Lee said her Republican opponent, April Becker, is endorsed by “radical anti-choice groups that support a ban on abortion with no exceptions, and would overturn the will of Nevadans who voted to protect abortion rights decades ago.”
Becker was not available for comment, according to her campaign manager.
Congressman Mark Amodei acknowledged that Nevada voters alone can change the state’s codified protection of abortion rights.
“In Congress, my voting record and legislative actions will continue (to) reflect my commitment to protecting life,” Amodei said in a statement. “This includes preserving the Hyde Amendment and preventing the taxpayer funding of abortions and opposing the majority party’s abortion-on-demand agenda.”
Amodei’s opponent, Mercedes Krause, did not respond to a request for comment.
“Today, I stand in solidarity with the 36 million women being stripped of their right to decide what is best for themselves,” Democratic Rep. Steven Horsford said on Twitter. “We WILL keep fighting.”
“Life wins,” Horsford’s challenger, Republican Sam Peters, wrote on Twitter. “Thank you #SCOTUS & #PresidentTrump.”
NARAL Pro-Choice Nevada says between the 13 states with abortion bans that will be triggered by the Court’s ruling, and the other states expected to ban abortion, Nevada could see a 63% increase in women seeking abortions, from 110,000 a year to 180,000.

• Stored data:

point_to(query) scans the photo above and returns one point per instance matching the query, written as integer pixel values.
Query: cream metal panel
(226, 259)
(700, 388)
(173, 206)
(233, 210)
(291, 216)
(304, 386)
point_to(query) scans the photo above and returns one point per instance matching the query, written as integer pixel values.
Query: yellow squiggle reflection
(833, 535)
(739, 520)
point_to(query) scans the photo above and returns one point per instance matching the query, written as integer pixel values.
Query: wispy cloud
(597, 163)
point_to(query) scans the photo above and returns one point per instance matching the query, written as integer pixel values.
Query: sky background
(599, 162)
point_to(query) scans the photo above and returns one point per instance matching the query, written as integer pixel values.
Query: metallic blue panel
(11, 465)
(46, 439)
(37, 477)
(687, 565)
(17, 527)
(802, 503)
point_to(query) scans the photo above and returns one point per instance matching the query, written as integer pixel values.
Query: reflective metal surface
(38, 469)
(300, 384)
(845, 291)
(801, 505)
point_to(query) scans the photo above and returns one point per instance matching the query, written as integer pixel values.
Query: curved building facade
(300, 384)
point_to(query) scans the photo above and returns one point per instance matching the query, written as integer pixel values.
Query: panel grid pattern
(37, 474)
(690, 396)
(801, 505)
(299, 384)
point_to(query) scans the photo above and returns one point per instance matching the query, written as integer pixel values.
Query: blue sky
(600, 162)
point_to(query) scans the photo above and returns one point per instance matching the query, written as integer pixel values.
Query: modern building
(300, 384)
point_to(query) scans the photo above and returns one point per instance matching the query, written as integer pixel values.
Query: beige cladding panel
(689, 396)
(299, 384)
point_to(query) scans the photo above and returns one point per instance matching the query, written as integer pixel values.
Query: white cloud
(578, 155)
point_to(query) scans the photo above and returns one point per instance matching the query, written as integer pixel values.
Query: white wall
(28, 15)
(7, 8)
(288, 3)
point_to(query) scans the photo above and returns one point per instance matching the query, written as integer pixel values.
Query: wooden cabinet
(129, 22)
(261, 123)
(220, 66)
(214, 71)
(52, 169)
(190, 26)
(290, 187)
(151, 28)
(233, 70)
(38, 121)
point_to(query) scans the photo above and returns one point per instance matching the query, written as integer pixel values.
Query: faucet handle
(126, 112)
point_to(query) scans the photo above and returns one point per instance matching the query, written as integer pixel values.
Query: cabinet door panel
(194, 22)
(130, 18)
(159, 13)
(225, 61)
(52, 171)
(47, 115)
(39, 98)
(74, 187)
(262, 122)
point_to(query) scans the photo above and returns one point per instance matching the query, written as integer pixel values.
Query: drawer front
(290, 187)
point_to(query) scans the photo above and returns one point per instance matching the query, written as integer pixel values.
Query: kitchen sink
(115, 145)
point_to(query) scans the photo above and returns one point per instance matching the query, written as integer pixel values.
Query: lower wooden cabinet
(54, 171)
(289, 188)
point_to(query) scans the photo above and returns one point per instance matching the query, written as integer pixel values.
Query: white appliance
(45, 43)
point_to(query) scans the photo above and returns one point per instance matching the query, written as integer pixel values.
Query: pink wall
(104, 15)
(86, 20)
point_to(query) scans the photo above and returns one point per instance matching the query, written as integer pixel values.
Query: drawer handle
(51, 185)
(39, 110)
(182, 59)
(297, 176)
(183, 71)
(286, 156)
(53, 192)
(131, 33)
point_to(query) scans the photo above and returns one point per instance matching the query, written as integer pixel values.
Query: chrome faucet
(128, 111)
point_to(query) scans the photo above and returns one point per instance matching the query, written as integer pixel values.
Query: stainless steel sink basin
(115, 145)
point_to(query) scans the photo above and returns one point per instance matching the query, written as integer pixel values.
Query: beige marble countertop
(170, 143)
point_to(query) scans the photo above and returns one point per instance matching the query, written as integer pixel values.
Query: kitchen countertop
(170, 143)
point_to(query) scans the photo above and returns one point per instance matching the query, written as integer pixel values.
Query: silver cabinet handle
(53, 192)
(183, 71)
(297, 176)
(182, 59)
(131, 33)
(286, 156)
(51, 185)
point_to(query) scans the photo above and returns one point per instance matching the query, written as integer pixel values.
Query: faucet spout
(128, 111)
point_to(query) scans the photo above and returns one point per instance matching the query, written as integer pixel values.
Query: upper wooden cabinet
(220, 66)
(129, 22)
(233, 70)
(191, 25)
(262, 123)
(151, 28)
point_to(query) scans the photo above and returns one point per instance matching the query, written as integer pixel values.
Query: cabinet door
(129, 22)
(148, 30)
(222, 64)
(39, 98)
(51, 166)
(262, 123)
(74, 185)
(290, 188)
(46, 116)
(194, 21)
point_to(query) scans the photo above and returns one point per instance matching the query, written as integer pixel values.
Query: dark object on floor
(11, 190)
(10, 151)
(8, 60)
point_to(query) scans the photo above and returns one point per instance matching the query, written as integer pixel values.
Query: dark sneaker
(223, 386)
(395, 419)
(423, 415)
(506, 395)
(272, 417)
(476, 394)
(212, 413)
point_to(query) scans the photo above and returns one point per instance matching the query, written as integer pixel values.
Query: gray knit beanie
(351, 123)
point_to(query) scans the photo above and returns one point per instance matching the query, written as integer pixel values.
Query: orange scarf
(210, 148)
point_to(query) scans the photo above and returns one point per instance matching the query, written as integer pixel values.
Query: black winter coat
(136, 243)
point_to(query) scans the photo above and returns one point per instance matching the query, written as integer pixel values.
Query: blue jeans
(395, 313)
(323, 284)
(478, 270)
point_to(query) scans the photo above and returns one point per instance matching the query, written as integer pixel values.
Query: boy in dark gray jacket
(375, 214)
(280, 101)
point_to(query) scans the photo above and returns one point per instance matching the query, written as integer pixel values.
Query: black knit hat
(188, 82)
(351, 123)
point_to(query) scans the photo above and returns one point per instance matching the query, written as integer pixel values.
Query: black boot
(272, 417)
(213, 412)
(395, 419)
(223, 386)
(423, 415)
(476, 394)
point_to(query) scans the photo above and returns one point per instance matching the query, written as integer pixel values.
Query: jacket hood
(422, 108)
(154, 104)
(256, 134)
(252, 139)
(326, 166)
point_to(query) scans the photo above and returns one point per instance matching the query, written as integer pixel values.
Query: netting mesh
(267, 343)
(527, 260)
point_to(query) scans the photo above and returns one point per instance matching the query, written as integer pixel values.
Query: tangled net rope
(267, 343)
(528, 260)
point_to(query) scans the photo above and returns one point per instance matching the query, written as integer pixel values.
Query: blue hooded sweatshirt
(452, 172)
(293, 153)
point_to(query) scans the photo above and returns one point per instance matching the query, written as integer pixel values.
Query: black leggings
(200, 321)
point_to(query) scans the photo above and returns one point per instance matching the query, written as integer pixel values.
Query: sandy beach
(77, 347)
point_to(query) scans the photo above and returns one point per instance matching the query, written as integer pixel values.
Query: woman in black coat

---

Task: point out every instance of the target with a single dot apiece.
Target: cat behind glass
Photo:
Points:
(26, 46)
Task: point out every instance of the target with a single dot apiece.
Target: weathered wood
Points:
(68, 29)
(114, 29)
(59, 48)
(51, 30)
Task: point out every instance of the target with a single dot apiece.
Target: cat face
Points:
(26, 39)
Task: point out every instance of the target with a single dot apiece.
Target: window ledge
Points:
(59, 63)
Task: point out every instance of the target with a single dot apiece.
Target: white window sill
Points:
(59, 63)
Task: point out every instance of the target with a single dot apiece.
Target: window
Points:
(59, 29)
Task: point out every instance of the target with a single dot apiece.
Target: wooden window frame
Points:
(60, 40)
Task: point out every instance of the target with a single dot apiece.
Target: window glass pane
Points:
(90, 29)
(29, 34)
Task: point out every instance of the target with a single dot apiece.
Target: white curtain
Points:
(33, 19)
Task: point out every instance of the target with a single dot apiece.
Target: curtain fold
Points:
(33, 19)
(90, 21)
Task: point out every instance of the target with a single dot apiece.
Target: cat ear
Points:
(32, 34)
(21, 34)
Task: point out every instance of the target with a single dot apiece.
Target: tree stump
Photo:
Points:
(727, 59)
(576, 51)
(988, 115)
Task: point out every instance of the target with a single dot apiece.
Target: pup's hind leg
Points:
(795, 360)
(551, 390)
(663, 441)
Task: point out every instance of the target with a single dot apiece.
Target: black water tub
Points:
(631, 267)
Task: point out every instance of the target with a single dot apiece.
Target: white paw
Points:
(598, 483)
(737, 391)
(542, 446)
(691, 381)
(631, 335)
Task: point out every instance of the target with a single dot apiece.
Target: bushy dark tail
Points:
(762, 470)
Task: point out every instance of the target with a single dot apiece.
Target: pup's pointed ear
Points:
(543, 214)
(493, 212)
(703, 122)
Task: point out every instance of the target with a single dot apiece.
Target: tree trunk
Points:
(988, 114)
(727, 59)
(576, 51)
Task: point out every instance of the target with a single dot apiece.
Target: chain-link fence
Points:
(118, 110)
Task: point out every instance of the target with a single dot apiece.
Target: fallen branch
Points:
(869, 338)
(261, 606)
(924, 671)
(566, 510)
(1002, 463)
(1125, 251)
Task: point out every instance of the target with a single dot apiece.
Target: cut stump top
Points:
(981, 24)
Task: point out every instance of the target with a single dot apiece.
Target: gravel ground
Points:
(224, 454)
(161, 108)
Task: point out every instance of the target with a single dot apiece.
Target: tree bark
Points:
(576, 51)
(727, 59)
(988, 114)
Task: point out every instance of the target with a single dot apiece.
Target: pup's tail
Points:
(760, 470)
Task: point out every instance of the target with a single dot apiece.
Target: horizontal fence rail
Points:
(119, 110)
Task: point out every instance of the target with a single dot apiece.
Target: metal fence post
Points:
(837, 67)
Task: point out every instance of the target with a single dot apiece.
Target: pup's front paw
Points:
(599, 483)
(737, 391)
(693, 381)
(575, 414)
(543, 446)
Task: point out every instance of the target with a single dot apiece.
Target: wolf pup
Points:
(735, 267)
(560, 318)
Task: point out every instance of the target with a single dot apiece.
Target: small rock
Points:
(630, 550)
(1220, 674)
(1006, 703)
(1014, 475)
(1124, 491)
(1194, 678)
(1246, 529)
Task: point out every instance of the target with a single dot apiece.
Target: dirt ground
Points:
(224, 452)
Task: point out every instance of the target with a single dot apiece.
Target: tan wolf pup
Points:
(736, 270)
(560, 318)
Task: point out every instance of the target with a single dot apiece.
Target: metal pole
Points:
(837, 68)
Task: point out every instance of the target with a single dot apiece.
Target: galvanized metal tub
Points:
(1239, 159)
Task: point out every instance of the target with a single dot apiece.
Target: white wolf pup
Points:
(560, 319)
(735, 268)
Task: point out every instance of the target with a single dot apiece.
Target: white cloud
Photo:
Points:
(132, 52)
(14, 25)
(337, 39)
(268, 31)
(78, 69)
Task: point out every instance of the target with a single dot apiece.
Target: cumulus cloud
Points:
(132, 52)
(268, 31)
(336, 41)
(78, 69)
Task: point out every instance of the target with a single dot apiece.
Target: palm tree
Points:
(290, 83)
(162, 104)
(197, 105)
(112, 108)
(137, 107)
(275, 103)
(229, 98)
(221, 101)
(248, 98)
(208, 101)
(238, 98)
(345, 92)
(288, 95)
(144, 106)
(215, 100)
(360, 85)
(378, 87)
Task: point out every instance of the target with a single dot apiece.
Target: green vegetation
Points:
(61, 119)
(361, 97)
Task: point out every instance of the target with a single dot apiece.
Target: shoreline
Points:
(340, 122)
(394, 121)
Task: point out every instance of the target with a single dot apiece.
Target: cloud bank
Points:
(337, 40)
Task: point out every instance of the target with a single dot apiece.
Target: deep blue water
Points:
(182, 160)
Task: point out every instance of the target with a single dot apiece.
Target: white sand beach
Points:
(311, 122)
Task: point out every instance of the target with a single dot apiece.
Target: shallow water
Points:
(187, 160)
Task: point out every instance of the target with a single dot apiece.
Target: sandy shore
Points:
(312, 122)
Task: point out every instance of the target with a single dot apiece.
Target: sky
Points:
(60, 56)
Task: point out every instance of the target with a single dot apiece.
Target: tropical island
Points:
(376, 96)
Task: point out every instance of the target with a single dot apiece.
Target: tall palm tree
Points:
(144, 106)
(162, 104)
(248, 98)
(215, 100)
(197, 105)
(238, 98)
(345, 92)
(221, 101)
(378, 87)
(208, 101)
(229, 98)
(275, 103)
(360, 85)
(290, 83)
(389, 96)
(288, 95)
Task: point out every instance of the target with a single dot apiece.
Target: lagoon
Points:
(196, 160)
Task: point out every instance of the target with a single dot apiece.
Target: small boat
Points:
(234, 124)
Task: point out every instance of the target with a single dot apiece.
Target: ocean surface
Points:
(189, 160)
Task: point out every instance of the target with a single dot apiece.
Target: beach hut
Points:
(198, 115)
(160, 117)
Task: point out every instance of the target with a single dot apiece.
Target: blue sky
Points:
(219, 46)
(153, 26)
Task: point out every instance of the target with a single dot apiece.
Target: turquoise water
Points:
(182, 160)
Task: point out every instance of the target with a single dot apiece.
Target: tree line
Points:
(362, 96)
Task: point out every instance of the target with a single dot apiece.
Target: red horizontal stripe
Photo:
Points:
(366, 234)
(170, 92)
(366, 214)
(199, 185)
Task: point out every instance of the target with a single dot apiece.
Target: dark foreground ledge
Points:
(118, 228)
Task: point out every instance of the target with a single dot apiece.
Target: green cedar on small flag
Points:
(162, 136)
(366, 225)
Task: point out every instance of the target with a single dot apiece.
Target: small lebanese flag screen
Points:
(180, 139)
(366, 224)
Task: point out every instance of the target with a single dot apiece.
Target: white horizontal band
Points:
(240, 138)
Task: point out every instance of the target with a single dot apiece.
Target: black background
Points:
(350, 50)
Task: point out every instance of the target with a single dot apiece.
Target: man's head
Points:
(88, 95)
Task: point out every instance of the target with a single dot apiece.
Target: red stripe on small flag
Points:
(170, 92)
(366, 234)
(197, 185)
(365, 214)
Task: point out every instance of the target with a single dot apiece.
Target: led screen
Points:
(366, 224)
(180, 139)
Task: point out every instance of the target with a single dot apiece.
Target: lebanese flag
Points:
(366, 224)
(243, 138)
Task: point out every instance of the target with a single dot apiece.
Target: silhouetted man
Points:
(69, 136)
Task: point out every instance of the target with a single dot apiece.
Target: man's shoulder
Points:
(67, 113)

...

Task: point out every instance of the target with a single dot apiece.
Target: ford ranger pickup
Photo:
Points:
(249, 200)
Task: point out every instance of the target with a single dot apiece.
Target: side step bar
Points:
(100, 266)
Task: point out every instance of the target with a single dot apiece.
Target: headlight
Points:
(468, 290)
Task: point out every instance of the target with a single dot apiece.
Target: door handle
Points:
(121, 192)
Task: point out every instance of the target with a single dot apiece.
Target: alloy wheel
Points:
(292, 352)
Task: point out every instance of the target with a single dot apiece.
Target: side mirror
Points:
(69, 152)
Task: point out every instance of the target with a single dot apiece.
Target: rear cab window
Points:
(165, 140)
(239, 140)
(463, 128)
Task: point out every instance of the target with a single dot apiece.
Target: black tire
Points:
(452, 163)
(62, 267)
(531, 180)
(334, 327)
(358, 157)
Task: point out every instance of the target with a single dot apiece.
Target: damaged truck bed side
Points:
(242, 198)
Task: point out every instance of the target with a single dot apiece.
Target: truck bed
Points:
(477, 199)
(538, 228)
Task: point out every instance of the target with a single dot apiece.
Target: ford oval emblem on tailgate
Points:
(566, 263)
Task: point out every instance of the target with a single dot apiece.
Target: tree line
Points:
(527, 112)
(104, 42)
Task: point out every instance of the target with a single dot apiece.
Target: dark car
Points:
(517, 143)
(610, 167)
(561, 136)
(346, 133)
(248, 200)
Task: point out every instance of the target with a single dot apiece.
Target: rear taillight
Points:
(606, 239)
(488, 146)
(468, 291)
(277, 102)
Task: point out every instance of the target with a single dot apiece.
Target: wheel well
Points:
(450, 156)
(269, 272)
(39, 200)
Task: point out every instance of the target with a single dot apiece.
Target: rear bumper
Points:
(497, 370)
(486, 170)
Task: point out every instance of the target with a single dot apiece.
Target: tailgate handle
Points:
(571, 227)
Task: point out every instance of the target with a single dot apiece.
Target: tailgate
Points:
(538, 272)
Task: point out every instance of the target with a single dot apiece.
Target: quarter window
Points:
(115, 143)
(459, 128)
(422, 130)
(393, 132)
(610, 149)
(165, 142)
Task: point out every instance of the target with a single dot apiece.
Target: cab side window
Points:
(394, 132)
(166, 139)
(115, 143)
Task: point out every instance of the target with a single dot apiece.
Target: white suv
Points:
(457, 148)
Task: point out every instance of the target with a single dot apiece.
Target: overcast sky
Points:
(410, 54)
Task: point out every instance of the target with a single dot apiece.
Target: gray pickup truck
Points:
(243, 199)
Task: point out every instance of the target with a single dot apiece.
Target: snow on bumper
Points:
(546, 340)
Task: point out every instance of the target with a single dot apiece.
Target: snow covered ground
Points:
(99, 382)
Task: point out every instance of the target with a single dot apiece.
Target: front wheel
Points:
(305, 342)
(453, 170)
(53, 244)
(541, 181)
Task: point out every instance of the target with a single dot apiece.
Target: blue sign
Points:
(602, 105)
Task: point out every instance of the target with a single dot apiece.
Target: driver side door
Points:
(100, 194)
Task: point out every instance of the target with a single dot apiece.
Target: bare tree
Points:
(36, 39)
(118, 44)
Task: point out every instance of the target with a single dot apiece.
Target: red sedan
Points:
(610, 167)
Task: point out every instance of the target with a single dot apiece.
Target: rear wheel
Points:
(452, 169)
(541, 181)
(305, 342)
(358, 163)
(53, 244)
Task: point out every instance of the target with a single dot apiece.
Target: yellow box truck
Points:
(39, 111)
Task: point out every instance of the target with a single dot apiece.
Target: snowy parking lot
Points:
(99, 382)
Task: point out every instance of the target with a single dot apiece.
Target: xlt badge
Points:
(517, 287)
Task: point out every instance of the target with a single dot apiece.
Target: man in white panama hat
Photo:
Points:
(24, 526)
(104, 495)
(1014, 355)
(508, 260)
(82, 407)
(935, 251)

• What you are asked to do: Reproduce the passage on Nevada candidates' reactions to the abortion ruling word for word, beginning at the words "Becker was not" and stopping after "of abortion rights.".

• Written solution:
Becker was not available for comment, according to her campaign manager.
Congressman Mark Amodei acknowledged that Nevada voters alone can change the state’s codified protection of abortion rights.